Please put the records, from the start up to and including the line with "M 139 80 L 139 166 L 182 163 L 183 92 Z", into a Markdown table with the columns No. and Text, one numbered row per line, skipping blank lines and leaving out the pictures.

[Dataset excerpt]
-=-=-=-=-

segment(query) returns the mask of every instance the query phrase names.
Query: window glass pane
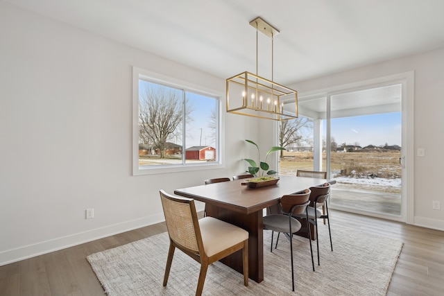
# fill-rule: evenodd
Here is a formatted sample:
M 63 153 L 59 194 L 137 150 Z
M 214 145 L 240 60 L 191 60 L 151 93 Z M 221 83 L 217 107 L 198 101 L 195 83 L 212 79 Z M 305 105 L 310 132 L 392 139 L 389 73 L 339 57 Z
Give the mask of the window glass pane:
M 139 80 L 139 166 L 182 163 L 183 92 Z

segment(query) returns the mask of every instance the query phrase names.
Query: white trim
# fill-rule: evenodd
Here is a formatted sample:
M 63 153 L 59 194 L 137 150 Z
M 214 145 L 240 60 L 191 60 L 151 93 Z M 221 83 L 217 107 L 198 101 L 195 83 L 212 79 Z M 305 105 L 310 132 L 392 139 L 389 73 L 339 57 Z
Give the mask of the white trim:
M 197 212 L 203 211 L 204 208 L 204 203 L 200 202 L 196 203 L 196 210 Z M 0 266 L 164 221 L 165 217 L 162 212 L 121 223 L 8 250 L 0 252 Z
M 402 87 L 402 143 L 401 144 L 402 148 L 402 156 L 405 156 L 405 169 L 403 168 L 402 174 L 402 204 L 401 204 L 401 216 L 400 218 L 390 216 L 384 216 L 379 214 L 370 215 L 378 218 L 384 218 L 390 220 L 400 220 L 409 224 L 414 223 L 413 210 L 414 210 L 414 152 L 413 152 L 413 119 L 414 119 L 414 71 L 407 71 L 399 73 L 397 74 L 390 75 L 387 76 L 379 77 L 368 79 L 362 81 L 358 81 L 348 83 L 341 85 L 336 85 L 322 89 L 318 89 L 305 93 L 300 94 L 298 97 L 299 102 L 303 102 L 307 100 L 311 100 L 318 98 L 330 98 L 331 95 L 339 94 L 343 92 L 350 92 L 355 91 L 362 90 L 372 87 L 379 87 L 386 85 L 390 85 L 393 83 L 401 83 Z M 329 102 L 329 100 L 327 100 Z M 330 112 L 330 106 L 327 103 L 327 110 Z M 328 113 L 327 112 L 327 113 Z M 300 114 L 303 114 L 300 110 Z M 327 114 L 327 119 L 330 119 L 330 114 Z M 329 121 L 327 120 L 327 128 L 330 128 Z M 327 130 L 329 134 L 329 130 Z M 327 141 L 330 142 L 330 134 L 327 134 Z M 327 161 L 330 162 L 330 157 L 327 155 Z M 327 171 L 330 172 L 330 168 Z M 332 205 L 332 208 L 343 210 L 340 207 L 334 207 Z M 357 214 L 363 214 L 359 211 Z M 369 213 L 366 213 L 369 214 Z
M 219 100 L 219 121 L 216 126 L 219 128 L 219 139 L 216 141 L 219 160 L 216 162 L 205 162 L 201 164 L 191 164 L 170 165 L 168 166 L 153 166 L 153 167 L 139 168 L 139 79 L 142 77 L 147 80 L 158 83 L 174 85 L 179 88 L 183 88 L 187 91 L 191 91 L 196 94 L 217 98 Z M 170 173 L 177 172 L 187 172 L 192 171 L 210 170 L 214 168 L 223 168 L 224 166 L 224 149 L 222 149 L 223 133 L 225 132 L 223 123 L 225 117 L 221 116 L 223 108 L 222 98 L 225 97 L 225 94 L 211 89 L 200 85 L 197 85 L 187 81 L 171 78 L 157 73 L 151 72 L 136 67 L 133 67 L 133 175 L 154 175 L 162 173 Z

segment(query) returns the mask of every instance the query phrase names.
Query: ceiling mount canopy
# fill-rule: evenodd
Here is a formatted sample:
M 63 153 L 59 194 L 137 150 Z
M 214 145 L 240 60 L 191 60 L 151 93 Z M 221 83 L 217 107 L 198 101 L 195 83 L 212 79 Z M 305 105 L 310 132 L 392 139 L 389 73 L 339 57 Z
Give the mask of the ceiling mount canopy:
M 275 121 L 298 117 L 298 92 L 273 81 L 273 37 L 279 34 L 273 26 L 258 17 L 250 21 L 256 28 L 256 74 L 242 72 L 227 79 L 227 112 Z M 257 75 L 257 34 L 271 38 L 271 80 Z M 294 113 L 284 110 L 295 103 Z

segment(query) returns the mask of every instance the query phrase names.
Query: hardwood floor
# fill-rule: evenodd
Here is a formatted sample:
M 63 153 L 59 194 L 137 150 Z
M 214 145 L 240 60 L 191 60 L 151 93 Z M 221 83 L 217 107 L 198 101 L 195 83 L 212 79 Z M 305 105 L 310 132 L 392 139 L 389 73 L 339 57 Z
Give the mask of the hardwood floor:
M 339 211 L 330 220 L 404 242 L 387 295 L 443 295 L 444 232 Z M 0 295 L 105 295 L 86 256 L 165 231 L 156 224 L 1 266 Z

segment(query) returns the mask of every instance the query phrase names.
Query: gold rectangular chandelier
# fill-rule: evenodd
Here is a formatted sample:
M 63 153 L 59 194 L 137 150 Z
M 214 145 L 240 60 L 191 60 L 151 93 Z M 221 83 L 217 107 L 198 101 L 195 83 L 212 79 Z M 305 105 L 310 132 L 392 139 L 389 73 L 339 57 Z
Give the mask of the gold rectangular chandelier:
M 227 112 L 284 121 L 298 118 L 298 92 L 273 81 L 273 40 L 279 31 L 260 17 L 250 22 L 256 28 L 256 74 L 245 71 L 227 79 Z M 257 33 L 271 38 L 271 80 L 257 75 Z M 294 113 L 284 110 L 295 103 Z

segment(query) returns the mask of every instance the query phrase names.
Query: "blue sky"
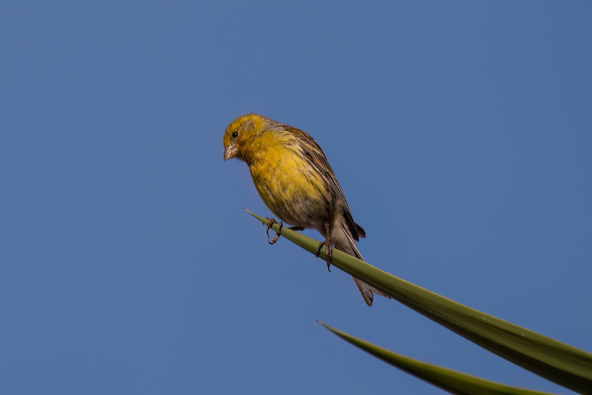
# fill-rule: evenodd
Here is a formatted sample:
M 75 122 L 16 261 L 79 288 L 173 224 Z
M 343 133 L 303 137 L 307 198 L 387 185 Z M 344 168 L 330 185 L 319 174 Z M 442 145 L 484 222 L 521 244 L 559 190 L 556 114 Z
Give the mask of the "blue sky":
M 256 112 L 323 147 L 399 277 L 592 351 L 587 2 L 0 5 L 0 391 L 442 393 L 315 322 L 559 394 L 243 207 Z M 307 234 L 318 238 L 312 232 Z

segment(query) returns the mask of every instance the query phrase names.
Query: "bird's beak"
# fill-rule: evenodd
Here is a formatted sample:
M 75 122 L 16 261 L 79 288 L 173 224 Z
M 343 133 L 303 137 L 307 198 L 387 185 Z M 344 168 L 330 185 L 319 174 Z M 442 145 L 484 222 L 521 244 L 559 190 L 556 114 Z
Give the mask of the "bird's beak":
M 224 147 L 224 160 L 228 160 L 231 158 L 236 156 L 236 146 L 234 144 L 229 144 Z

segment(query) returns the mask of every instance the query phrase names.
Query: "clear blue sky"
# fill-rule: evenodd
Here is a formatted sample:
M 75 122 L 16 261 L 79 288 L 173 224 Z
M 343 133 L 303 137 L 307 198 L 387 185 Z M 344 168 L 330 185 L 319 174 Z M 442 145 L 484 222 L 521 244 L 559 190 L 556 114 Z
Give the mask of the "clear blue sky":
M 369 2 L 2 2 L 0 392 L 441 393 L 318 319 L 570 393 L 243 210 L 257 112 L 323 147 L 369 262 L 592 351 L 592 5 Z

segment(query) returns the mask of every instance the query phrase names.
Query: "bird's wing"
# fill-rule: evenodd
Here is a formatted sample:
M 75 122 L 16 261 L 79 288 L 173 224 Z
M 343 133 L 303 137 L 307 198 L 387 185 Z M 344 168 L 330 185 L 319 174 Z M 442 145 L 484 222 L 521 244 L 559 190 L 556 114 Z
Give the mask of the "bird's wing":
M 323 178 L 328 185 L 331 194 L 341 202 L 343 218 L 353 239 L 356 241 L 358 241 L 359 237 L 365 237 L 366 232 L 362 229 L 361 226 L 353 221 L 352 213 L 348 205 L 348 201 L 345 200 L 343 191 L 337 181 L 333 169 L 331 168 L 329 162 L 327 161 L 327 158 L 323 152 L 323 150 L 314 141 L 314 139 L 304 130 L 289 127 L 289 131 L 297 137 L 295 142 L 298 150 L 302 153 L 303 156 L 306 158 L 308 163 L 316 169 Z

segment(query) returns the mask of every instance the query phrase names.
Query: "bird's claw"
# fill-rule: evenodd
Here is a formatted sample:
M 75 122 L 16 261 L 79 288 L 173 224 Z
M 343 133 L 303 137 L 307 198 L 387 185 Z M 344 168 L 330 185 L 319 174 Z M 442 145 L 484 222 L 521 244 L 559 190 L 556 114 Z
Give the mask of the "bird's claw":
M 327 239 L 321 243 L 319 243 L 318 248 L 317 248 L 317 252 L 314 254 L 314 256 L 318 258 L 318 255 L 321 253 L 321 248 L 323 246 L 325 246 L 325 259 L 327 261 L 327 269 L 330 272 L 331 257 L 333 255 L 333 245 L 331 243 L 331 240 Z
M 284 224 L 282 223 L 281 221 L 279 221 L 279 223 L 278 224 L 279 225 L 279 229 L 278 229 L 278 233 L 275 234 L 275 236 L 274 236 L 273 239 L 272 239 L 271 240 L 269 240 L 269 229 L 271 229 L 271 226 L 275 223 L 278 223 L 276 222 L 275 220 L 273 218 L 272 218 L 270 220 L 269 218 L 266 217 L 265 219 L 269 221 L 269 222 L 267 223 L 267 227 L 265 229 L 265 233 L 267 234 L 267 238 L 268 238 L 267 242 L 269 244 L 275 244 L 275 242 L 278 241 L 278 239 L 279 238 L 279 235 L 282 234 L 282 227 L 284 226 Z

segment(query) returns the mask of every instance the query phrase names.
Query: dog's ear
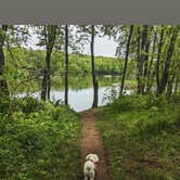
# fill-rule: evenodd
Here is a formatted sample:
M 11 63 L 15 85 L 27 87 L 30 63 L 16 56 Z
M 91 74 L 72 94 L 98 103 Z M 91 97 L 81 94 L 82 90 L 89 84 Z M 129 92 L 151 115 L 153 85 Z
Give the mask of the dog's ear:
M 88 155 L 86 156 L 86 160 L 89 160 L 89 159 L 91 158 L 91 156 L 92 156 L 92 154 L 88 154 Z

-=-=-=-=-

[Task result]
| No. | Text |
|---|---|
| 1 | segment(query) returns the mask of every instance the query phrase names. |
| 2 | Query: window glass pane |
| 3 | # fill-rule: evenodd |
| 4 | Here is a formatted sample: |
| 5 | M 63 153 L 59 194 L 137 150 Z |
| 6 | M 214 145 L 240 60 L 191 60 L 151 93 Z M 221 83 L 217 107 L 198 101 L 195 83 L 212 79 Z M 305 105 L 310 132 L 392 139 L 389 73 L 339 57 Z |
| 7 | Give the mask of the window glass pane: |
| 8 | M 139 80 L 139 166 L 182 163 L 183 92 Z |